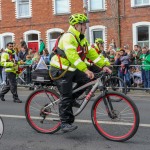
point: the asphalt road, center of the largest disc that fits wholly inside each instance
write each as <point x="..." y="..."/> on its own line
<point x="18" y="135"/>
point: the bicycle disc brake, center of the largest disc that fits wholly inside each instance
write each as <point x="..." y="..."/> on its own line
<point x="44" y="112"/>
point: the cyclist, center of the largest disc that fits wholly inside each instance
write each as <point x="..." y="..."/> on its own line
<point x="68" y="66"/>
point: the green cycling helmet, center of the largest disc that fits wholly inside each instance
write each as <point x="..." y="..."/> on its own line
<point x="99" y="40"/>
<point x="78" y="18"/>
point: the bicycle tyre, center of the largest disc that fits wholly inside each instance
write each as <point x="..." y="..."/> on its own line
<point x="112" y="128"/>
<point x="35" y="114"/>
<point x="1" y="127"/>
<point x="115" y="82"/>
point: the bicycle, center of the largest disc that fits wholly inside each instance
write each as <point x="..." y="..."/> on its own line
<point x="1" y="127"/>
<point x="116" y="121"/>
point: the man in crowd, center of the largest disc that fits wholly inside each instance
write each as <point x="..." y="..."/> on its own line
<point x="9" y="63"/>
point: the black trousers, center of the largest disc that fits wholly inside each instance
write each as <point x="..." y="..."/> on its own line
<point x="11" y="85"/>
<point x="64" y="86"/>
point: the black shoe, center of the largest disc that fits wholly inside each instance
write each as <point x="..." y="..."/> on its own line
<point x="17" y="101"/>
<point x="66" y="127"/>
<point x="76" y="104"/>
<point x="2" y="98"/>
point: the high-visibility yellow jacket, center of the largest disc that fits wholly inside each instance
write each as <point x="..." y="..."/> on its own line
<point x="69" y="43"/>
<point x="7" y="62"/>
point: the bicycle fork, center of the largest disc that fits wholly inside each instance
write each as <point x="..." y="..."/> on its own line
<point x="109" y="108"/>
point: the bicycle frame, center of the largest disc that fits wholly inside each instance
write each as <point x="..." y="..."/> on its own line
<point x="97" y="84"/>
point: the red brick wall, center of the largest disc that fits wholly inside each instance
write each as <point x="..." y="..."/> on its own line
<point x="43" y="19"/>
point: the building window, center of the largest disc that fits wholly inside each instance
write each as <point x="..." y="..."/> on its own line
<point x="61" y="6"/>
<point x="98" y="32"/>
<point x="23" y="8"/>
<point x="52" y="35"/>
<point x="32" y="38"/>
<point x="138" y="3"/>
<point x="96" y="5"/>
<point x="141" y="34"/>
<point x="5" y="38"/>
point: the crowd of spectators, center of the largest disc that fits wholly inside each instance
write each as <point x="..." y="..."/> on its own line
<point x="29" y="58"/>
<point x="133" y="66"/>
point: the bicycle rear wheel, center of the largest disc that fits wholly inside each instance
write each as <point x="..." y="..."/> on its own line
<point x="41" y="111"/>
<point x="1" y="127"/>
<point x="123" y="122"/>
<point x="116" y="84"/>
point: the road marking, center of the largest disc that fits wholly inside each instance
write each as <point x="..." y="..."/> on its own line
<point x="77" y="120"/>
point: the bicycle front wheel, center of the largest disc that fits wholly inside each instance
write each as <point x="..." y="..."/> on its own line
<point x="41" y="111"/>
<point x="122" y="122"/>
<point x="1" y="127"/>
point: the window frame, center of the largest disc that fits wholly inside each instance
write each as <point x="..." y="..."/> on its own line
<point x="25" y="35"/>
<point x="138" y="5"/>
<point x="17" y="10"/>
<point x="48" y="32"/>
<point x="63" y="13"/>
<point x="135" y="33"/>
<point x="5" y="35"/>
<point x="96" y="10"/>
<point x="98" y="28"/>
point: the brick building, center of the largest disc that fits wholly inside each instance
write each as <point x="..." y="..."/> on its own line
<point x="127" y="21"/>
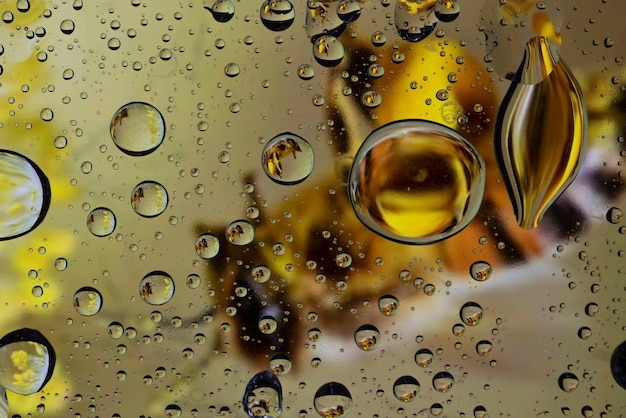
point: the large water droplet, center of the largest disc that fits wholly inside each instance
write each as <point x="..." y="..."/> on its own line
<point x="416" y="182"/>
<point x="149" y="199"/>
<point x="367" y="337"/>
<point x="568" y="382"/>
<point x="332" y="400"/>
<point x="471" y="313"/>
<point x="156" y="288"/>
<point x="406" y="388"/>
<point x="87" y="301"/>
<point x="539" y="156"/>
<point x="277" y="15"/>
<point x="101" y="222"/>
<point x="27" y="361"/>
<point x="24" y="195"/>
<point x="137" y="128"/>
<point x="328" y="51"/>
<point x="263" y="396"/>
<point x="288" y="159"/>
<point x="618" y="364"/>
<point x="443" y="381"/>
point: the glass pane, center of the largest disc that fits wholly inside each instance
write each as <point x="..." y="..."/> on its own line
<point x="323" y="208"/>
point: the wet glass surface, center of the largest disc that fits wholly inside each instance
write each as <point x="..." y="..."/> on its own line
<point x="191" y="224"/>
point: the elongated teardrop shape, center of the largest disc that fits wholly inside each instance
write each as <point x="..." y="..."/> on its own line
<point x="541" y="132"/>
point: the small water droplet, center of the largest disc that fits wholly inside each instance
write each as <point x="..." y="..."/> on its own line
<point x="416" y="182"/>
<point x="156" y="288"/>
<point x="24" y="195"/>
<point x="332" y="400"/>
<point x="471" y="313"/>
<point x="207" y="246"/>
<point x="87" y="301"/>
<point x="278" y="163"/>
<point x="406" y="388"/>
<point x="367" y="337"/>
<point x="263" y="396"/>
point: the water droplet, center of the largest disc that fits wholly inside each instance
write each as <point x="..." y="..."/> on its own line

· · ·

To do:
Skip every picture and transcribe the data above exactly.

Response:
point: the asphalt road, center of the largest disc that fits wholly inside each instance
write each as <point x="..." y="..."/> on its own line
<point x="18" y="135"/>
point: the bicycle disc brake, center of the largest disc that fits wholly inside each instance
write each as <point x="..." y="..."/> on its own line
<point x="44" y="112"/>
point: the cyclist, center of the largest disc that fits wholly inside each instance
write each as <point x="..." y="..."/> on its own line
<point x="68" y="66"/>
point: the green cycling helmet, center of the largest disc that fits wholly inside each instance
write each as <point x="..." y="..."/> on its own line
<point x="99" y="40"/>
<point x="78" y="18"/>
point: the bicycle tyre, center of the largest disc that fits wholly inside each instance
write each as <point x="..." y="..."/> on its own line
<point x="112" y="128"/>
<point x="35" y="114"/>
<point x="1" y="127"/>
<point x="115" y="82"/>
point: the bicycle, center of the largest disc that fits wholly inside each instance
write each as <point x="..." y="..."/> on its own line
<point x="1" y="127"/>
<point x="116" y="121"/>
point: the man in crowd, center of the largest disc that fits wholly inside each instance
write each as <point x="..." y="..."/> on its own line
<point x="9" y="63"/>
point: the black trousers, center of the largest disc that fits wholly inside each instance
write each as <point x="..." y="..."/> on its own line
<point x="11" y="85"/>
<point x="64" y="86"/>
point: the black shoe, center of the largest disc that fits wholly inside each instance
write each as <point x="..." y="..."/> on its own line
<point x="17" y="101"/>
<point x="66" y="127"/>
<point x="76" y="104"/>
<point x="2" y="98"/>
point: the high-visibility yellow jacket, center of the largest disc that fits wholly inside each instance
write each as <point x="..." y="..."/> on its own line
<point x="69" y="43"/>
<point x="7" y="62"/>
point: the bicycle fork, center of the largest disc that fits wholly inside each instance
write each as <point x="..." y="..."/> on its own line
<point x="109" y="108"/>
point: the bicycle frame, center of the largest disc that fits wholly inside each instance
write each as <point x="..." y="..."/> on its own line
<point x="97" y="84"/>
point: the red brick wall, center of the largest disc that fits wholly inside each instance
write each as <point x="..." y="..."/> on its own line
<point x="43" y="19"/>
point: the building window, center of the largest disc that fits wholly inside each instance
write each as <point x="..." y="..."/> on its own line
<point x="61" y="6"/>
<point x="98" y="32"/>
<point x="23" y="8"/>
<point x="52" y="35"/>
<point x="32" y="38"/>
<point x="138" y="3"/>
<point x="96" y="5"/>
<point x="141" y="34"/>
<point x="5" y="38"/>
point: the crowd of spectators, center of the largest disc that fits wholly inside each instance
write each as <point x="..." y="..."/> on its own line
<point x="29" y="58"/>
<point x="133" y="66"/>
point: the bicycle rear wheel, center of the largest disc that fits wholly inside each instance
write each as <point x="..." y="..."/> on its own line
<point x="41" y="111"/>
<point x="1" y="127"/>
<point x="123" y="122"/>
<point x="116" y="84"/>
point: the road marking, center of the largest disc that fits wholly inside each instance
write each as <point x="..." y="..."/> on its own line
<point x="77" y="120"/>
point: the bicycle front wheel, center of the largest disc that fits wholly inside each instance
write each as <point x="..." y="..."/> on its own line
<point x="41" y="111"/>
<point x="122" y="122"/>
<point x="1" y="127"/>
point: the window frame, center of the largest disc that fits wholly inside each instance
write each as <point x="..." y="..."/> on its own line
<point x="25" y="35"/>
<point x="138" y="5"/>
<point x="17" y="10"/>
<point x="48" y="32"/>
<point x="63" y="13"/>
<point x="135" y="33"/>
<point x="5" y="35"/>
<point x="96" y="10"/>
<point x="98" y="28"/>
point: the brick building, center of the largest disc that fits wholly inside each instance
write each as <point x="..." y="..."/> on its own line
<point x="127" y="21"/>
point: the large water droplet, center of the largest disc that fits wholly inside each instance
write each as <point x="..." y="..."/> on its own line
<point x="416" y="182"/>
<point x="149" y="199"/>
<point x="367" y="337"/>
<point x="568" y="382"/>
<point x="332" y="400"/>
<point x="471" y="313"/>
<point x="156" y="288"/>
<point x="406" y="388"/>
<point x="87" y="301"/>
<point x="539" y="156"/>
<point x="277" y="15"/>
<point x="101" y="222"/>
<point x="27" y="361"/>
<point x="24" y="195"/>
<point x="137" y="128"/>
<point x="328" y="51"/>
<point x="263" y="396"/>
<point x="288" y="159"/>
<point x="618" y="364"/>
<point x="443" y="381"/>
point: the glass pane, center of the largest disc that fits wholly inside each instance
write each as <point x="..." y="..."/> on its own line
<point x="323" y="208"/>
point: the wet glass surface, center of the largest disc that fits wholly inside each instance
write each as <point x="..." y="..."/> on its own line
<point x="191" y="224"/>
point: the elongated teardrop shape, center of the largest disc that fits wholly inside each instance
write each as <point x="..." y="..."/> on its own line
<point x="541" y="132"/>
point: the small water droplet, center of the largest disc that fits wholly inside each instance
write each as <point x="..." y="..."/> on its own line
<point x="416" y="182"/>
<point x="156" y="288"/>
<point x="24" y="195"/>
<point x="332" y="400"/>
<point x="471" y="313"/>
<point x="207" y="246"/>
<point x="87" y="301"/>
<point x="278" y="163"/>
<point x="406" y="388"/>
<point x="367" y="337"/>
<point x="263" y="396"/>
point: the water droplet, center of the largest disc that fits wholly inside each instance
write each as <point x="..." y="..."/> on its own line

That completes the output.